DIRECTIONS FOR THIS TASK => How many of the lines below contain the string "dining"? Reply with the number alone.

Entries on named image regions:
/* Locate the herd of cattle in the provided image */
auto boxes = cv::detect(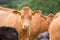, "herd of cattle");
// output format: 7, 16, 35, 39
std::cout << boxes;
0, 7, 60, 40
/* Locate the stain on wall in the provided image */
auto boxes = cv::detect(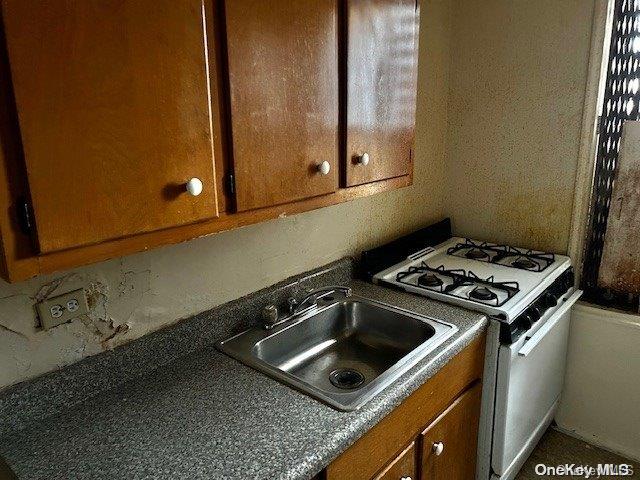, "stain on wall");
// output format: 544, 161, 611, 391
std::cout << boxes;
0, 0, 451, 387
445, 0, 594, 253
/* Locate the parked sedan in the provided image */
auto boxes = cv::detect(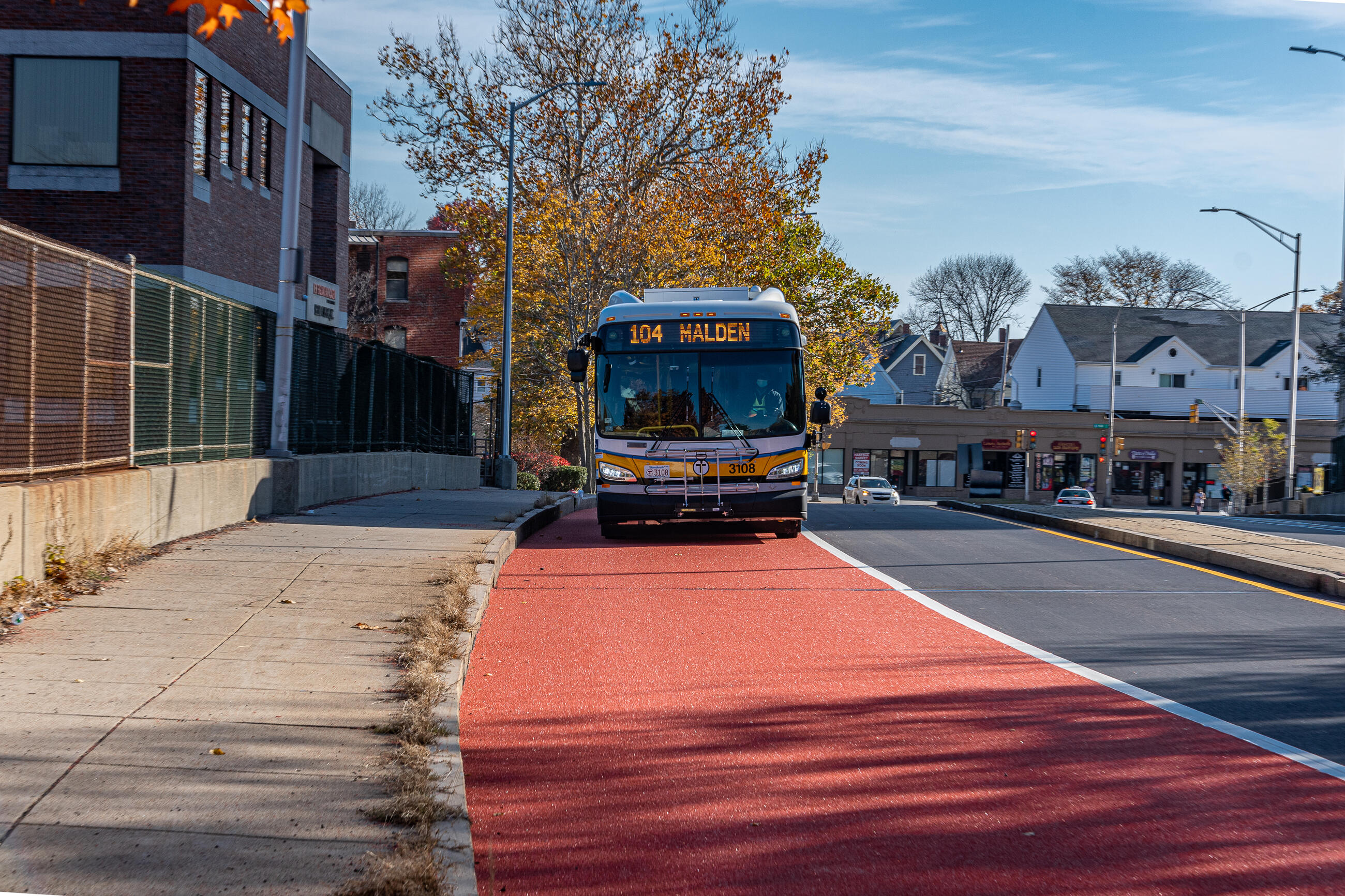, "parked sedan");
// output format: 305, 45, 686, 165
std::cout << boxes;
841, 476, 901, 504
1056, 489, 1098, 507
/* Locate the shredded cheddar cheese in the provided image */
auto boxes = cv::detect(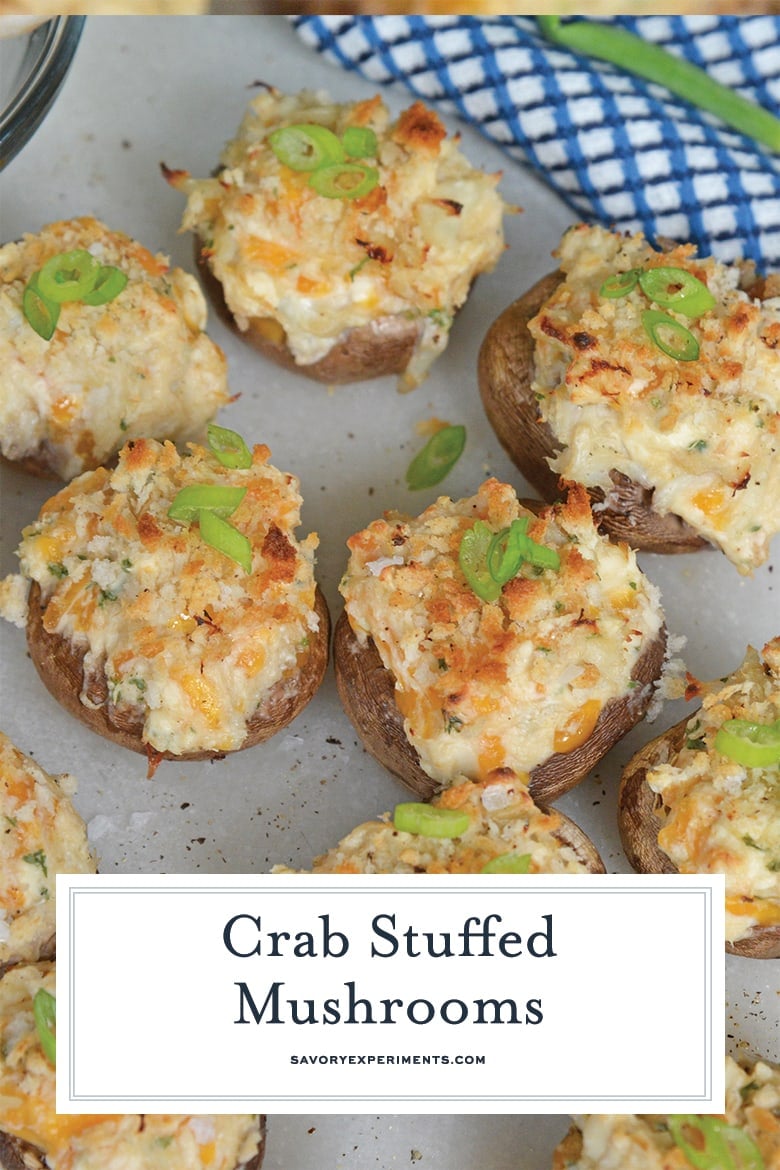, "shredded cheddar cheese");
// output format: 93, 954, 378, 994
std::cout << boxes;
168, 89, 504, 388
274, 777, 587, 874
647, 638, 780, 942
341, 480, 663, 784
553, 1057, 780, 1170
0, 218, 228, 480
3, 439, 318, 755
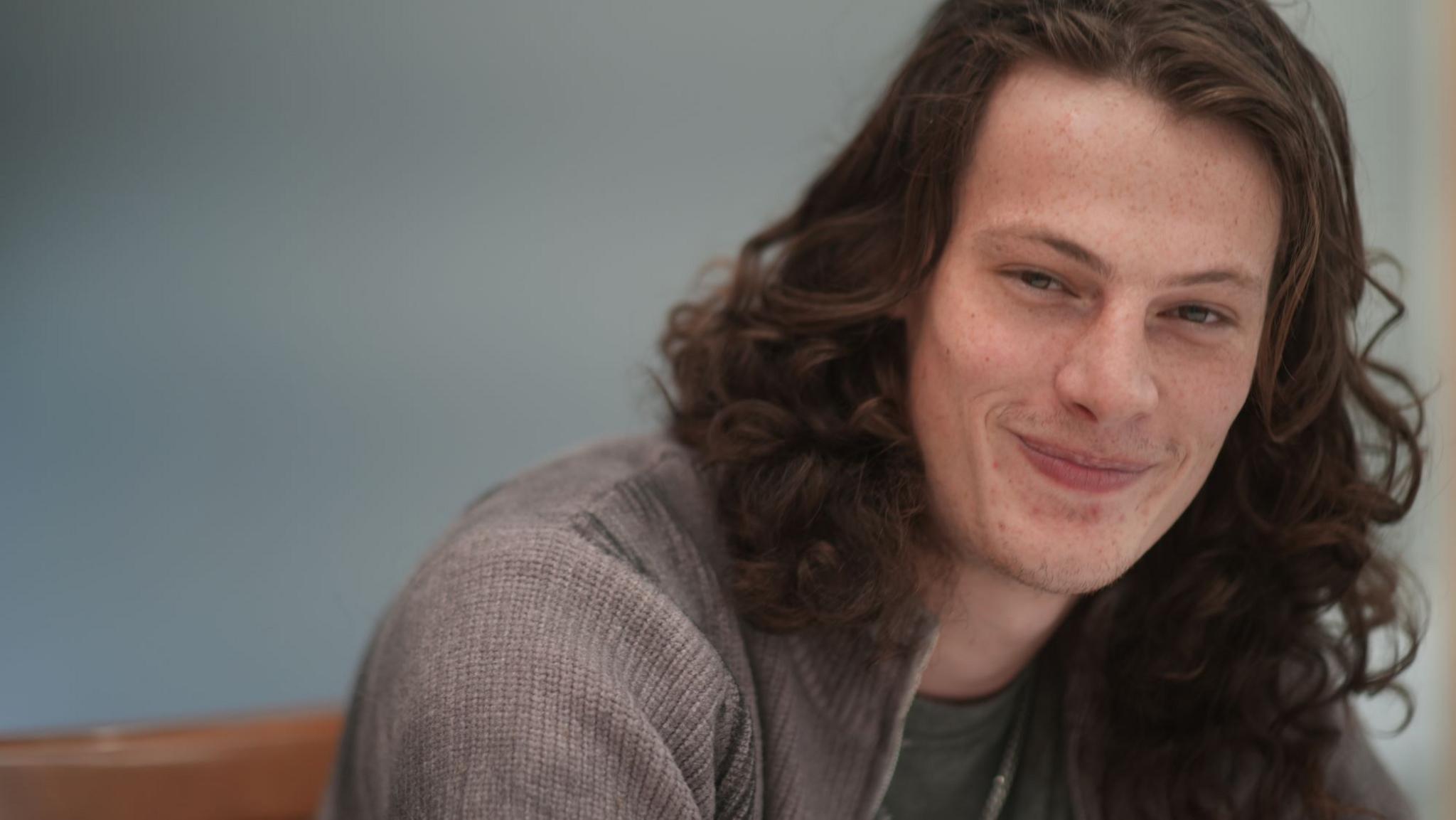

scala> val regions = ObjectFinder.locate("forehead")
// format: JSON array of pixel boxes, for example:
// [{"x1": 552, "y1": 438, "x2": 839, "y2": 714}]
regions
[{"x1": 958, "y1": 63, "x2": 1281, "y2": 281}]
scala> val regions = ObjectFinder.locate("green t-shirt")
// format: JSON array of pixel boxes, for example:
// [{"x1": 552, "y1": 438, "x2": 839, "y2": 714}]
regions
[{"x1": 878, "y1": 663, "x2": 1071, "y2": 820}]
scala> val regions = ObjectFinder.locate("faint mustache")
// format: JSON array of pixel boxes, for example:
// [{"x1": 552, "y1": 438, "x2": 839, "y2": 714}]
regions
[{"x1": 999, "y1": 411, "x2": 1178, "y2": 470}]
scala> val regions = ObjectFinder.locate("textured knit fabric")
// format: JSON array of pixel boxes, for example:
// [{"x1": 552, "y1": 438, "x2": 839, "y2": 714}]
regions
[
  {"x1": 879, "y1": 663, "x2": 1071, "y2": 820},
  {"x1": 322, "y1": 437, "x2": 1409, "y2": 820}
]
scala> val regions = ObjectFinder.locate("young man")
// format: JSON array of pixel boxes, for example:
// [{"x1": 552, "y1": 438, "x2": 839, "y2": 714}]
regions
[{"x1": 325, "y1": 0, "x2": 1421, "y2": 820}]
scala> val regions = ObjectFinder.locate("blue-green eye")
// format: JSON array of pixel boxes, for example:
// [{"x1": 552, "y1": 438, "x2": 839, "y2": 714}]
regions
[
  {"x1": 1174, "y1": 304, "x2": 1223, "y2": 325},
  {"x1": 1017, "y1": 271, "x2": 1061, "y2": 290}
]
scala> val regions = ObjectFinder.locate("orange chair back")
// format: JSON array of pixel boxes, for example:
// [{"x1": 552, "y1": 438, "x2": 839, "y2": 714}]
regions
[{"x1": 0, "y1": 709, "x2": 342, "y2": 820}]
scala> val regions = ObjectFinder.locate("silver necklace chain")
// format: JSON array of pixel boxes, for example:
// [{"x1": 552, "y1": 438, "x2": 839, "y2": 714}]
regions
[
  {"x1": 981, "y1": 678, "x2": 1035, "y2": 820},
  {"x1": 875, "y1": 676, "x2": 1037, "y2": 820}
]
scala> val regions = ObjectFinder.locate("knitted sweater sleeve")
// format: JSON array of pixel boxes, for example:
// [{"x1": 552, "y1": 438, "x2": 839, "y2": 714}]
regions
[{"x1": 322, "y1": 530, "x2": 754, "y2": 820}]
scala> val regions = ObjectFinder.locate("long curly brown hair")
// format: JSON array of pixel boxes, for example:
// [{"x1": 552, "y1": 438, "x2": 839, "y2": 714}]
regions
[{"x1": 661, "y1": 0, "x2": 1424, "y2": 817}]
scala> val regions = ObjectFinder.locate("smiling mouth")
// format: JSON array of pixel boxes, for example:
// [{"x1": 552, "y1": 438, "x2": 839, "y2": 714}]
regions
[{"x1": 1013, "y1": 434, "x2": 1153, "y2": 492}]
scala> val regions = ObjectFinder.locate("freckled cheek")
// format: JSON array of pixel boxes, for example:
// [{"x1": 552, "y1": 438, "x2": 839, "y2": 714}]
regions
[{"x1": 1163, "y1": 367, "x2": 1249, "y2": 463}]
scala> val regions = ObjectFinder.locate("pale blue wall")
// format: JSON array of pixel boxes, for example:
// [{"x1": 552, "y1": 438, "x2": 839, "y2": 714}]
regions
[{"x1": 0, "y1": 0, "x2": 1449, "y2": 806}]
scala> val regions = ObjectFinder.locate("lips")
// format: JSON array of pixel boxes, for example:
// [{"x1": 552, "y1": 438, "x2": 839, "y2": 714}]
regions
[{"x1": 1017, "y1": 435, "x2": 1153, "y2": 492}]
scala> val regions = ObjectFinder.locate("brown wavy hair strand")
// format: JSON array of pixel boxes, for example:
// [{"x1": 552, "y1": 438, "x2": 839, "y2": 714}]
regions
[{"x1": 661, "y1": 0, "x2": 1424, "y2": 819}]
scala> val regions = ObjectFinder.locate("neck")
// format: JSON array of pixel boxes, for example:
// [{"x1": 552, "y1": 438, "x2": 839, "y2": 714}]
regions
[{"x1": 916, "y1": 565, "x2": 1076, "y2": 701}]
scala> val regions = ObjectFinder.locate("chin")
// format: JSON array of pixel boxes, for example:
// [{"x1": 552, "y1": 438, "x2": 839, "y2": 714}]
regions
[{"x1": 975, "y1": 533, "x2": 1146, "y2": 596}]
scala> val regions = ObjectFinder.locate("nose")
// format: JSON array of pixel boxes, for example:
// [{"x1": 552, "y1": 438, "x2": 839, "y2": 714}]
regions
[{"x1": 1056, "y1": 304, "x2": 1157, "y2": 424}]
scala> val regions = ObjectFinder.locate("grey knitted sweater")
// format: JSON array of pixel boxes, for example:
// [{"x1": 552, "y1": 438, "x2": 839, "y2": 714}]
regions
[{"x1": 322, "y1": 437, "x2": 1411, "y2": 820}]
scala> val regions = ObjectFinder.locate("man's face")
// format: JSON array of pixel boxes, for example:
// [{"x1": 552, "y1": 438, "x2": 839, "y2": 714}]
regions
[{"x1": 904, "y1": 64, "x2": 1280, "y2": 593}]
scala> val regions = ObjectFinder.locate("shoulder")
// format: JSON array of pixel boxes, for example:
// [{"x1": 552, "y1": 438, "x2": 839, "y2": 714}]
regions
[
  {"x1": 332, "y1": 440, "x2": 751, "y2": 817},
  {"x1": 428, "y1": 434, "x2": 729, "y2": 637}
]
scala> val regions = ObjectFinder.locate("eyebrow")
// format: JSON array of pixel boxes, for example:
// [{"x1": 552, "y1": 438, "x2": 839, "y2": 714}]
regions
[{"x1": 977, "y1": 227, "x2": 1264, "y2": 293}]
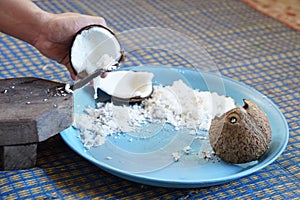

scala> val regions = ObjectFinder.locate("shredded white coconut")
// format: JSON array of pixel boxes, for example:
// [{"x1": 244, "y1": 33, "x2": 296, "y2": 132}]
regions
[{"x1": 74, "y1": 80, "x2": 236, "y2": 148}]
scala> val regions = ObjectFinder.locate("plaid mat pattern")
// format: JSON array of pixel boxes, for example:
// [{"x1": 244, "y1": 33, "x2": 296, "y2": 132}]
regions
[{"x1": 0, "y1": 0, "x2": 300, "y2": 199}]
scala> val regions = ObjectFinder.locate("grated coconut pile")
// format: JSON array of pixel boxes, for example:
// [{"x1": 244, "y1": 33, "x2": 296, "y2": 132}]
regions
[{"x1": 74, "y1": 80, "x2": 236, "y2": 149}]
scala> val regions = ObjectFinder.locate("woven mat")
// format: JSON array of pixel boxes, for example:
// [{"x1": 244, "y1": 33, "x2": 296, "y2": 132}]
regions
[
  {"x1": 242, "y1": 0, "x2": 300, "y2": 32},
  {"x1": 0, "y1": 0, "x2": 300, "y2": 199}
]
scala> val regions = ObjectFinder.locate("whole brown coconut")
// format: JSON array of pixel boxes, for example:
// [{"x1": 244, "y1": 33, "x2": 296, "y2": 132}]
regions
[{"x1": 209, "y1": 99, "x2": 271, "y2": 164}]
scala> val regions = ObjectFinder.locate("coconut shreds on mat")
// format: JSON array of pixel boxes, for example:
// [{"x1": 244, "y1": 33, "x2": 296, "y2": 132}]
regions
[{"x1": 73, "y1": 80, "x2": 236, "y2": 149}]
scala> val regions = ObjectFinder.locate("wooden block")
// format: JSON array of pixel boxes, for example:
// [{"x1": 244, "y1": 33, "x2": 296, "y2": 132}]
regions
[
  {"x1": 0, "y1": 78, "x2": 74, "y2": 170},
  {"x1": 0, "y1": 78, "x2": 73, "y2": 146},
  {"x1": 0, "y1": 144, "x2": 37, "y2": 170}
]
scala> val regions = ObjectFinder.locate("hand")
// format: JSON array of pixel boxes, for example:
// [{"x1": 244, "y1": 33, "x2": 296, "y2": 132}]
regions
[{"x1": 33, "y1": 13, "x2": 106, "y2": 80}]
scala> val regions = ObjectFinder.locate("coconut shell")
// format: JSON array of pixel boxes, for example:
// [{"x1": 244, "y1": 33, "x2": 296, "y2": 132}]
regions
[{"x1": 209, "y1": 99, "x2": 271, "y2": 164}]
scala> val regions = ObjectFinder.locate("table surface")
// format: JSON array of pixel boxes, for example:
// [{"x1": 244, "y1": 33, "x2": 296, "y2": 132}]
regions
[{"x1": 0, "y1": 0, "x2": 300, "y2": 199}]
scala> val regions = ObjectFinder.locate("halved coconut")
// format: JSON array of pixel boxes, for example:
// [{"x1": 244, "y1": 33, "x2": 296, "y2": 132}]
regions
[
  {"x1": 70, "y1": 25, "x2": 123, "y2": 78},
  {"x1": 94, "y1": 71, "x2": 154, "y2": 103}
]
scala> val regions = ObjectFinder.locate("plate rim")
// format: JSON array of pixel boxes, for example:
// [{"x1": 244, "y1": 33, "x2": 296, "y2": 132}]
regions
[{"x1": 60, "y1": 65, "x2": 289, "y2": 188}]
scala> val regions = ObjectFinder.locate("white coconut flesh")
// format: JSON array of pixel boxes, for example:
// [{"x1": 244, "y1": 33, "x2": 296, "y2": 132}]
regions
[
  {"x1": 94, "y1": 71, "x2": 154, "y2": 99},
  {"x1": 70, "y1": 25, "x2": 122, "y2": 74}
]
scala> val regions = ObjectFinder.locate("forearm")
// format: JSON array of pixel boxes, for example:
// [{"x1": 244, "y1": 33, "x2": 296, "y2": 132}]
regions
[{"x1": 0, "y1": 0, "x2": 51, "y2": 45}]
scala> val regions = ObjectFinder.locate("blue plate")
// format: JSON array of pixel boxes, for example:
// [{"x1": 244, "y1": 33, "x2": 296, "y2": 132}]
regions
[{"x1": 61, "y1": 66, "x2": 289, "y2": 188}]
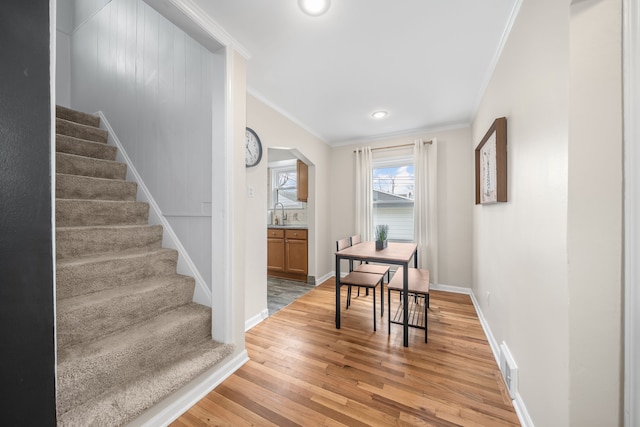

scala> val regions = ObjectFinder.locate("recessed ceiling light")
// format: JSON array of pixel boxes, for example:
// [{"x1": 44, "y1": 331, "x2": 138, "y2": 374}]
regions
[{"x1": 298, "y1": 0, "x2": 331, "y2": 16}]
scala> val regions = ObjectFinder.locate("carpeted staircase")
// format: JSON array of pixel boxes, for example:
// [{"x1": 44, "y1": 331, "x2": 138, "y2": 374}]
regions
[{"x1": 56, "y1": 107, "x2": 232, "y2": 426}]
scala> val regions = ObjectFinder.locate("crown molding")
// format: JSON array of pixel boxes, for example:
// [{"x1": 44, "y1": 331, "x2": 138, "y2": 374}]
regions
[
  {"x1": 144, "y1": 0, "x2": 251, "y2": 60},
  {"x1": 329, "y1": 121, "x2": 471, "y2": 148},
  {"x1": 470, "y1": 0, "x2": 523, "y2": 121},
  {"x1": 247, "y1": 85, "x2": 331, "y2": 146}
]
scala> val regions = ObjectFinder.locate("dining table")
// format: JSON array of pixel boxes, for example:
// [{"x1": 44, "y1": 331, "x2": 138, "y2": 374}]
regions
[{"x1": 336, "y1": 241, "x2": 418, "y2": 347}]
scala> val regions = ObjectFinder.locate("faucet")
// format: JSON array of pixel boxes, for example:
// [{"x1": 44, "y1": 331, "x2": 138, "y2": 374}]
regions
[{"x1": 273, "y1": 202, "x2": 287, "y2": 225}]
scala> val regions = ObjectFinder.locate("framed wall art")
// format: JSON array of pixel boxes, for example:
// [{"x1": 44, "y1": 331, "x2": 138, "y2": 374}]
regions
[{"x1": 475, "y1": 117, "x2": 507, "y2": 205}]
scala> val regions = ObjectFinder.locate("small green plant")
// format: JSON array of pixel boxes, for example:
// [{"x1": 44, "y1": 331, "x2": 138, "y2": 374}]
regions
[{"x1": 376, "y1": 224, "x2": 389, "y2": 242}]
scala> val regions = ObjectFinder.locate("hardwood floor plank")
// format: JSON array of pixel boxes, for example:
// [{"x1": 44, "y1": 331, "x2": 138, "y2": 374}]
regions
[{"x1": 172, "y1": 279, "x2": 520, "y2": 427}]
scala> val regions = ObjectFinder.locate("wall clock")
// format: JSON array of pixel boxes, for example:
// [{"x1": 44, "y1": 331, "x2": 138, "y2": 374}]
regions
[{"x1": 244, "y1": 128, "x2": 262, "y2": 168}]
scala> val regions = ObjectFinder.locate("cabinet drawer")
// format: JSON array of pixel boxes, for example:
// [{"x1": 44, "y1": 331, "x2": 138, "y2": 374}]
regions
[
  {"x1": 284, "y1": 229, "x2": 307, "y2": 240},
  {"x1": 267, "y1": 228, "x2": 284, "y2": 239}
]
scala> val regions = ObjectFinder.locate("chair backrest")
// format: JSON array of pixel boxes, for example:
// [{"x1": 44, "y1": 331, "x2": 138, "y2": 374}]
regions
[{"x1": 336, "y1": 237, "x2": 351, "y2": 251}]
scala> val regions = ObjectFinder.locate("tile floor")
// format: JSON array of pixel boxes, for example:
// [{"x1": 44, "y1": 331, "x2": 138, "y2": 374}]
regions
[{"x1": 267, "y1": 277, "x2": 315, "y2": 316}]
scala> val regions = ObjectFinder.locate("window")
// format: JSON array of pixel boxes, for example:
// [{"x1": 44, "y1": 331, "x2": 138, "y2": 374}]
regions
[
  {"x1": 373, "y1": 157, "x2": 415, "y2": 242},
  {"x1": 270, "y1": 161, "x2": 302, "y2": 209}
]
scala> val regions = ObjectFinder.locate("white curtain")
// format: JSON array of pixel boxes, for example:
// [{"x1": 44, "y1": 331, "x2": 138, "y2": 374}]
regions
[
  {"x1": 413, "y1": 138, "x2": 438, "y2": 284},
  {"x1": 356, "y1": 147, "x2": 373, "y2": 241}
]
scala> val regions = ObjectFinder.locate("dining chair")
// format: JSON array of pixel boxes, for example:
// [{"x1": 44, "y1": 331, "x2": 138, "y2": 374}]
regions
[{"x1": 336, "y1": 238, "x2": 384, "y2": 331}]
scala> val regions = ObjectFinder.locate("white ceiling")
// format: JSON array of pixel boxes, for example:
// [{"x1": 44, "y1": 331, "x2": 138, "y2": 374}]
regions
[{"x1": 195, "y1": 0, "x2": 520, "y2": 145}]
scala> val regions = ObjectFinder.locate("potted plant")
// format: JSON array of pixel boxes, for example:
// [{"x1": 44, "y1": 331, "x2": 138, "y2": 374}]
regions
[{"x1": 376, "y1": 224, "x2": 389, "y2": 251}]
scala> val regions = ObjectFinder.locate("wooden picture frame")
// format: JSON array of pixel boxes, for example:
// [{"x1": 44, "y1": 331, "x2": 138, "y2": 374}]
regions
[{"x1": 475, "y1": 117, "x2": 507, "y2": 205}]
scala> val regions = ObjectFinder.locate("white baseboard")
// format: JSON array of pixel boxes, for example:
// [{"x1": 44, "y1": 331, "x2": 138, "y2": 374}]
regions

REPLY TO THE TASK => 2